* _Problem requirements_
Repeat exactly the lines from the start of the records below through the line that contains "Query: soccer ball", including both.

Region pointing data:
»»
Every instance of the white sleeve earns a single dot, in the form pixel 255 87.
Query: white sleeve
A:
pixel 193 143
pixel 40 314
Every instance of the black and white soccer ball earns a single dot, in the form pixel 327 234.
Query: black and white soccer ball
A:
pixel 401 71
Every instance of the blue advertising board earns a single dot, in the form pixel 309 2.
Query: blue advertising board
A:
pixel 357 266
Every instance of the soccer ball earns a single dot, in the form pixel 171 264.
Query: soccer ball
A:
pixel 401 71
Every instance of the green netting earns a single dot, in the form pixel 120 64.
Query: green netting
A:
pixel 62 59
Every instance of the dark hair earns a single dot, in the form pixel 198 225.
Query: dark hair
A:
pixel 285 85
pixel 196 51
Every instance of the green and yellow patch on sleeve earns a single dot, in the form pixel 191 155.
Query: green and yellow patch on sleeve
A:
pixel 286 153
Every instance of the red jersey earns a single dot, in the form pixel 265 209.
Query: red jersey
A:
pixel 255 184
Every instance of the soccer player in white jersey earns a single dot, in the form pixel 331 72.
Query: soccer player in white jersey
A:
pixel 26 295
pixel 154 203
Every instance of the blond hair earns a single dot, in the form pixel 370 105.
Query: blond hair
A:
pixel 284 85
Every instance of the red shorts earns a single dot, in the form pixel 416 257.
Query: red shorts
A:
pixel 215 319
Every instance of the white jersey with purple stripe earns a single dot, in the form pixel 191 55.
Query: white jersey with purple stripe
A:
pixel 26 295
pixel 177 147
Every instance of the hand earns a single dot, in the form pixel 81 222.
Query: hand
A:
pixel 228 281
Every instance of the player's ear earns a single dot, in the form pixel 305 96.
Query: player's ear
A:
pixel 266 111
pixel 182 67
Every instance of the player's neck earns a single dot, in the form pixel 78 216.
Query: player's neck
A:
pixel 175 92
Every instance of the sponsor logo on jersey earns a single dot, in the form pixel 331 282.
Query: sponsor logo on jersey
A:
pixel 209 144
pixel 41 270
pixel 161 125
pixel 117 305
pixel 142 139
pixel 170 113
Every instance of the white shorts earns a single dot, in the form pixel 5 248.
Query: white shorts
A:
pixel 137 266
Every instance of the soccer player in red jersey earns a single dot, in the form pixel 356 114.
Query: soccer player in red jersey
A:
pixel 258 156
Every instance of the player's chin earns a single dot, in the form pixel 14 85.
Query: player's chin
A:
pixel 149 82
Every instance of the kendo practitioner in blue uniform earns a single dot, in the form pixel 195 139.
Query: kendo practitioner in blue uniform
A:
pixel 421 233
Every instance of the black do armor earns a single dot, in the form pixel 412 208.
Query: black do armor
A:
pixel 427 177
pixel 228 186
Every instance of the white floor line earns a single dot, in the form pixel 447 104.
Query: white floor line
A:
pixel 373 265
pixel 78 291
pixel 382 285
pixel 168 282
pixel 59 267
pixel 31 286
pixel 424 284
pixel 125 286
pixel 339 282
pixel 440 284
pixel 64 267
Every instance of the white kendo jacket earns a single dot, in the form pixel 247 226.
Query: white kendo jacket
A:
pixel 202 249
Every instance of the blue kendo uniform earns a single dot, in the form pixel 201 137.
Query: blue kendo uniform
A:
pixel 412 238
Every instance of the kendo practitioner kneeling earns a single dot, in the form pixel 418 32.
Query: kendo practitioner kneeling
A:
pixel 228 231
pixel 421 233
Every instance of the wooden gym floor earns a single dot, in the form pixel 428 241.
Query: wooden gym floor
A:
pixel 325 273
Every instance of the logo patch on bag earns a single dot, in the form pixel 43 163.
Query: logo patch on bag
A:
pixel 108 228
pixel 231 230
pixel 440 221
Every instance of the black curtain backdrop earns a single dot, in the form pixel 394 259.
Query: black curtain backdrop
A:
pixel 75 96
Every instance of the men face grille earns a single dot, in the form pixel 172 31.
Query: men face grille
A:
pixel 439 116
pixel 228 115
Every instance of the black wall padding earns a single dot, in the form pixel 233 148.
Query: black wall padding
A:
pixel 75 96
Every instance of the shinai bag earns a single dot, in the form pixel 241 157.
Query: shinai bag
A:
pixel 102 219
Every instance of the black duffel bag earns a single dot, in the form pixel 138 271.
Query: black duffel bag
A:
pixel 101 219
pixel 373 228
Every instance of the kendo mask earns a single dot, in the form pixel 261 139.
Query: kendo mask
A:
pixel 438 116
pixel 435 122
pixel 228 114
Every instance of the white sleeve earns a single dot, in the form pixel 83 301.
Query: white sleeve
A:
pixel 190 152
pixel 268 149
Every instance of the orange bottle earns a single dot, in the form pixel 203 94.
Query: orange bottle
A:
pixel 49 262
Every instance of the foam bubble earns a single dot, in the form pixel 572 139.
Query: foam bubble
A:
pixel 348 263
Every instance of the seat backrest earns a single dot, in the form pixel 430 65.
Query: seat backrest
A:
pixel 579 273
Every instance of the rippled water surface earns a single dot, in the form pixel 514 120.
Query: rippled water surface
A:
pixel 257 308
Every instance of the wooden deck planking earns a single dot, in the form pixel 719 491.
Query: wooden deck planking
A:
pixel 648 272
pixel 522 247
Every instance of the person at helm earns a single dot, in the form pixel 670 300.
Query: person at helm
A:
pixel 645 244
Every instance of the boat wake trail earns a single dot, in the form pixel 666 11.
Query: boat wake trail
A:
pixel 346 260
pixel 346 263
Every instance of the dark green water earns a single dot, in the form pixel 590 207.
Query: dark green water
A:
««
* _Result of the task_
Every instance of the white sleeve earns a single dot, in the form pixel 255 87.
Query: white sleeve
A:
pixel 193 143
pixel 40 314
Every instance of the black and white soccer ball earns a single dot, in the form pixel 327 234.
Query: black and white soccer ball
A:
pixel 401 71
Every instance of the blue advertising board earns a single dot, in the form pixel 309 2.
Query: blue advertising board
A:
pixel 357 266
Every instance of the soccer ball earns a single dot, in the form pixel 171 264.
Query: soccer ball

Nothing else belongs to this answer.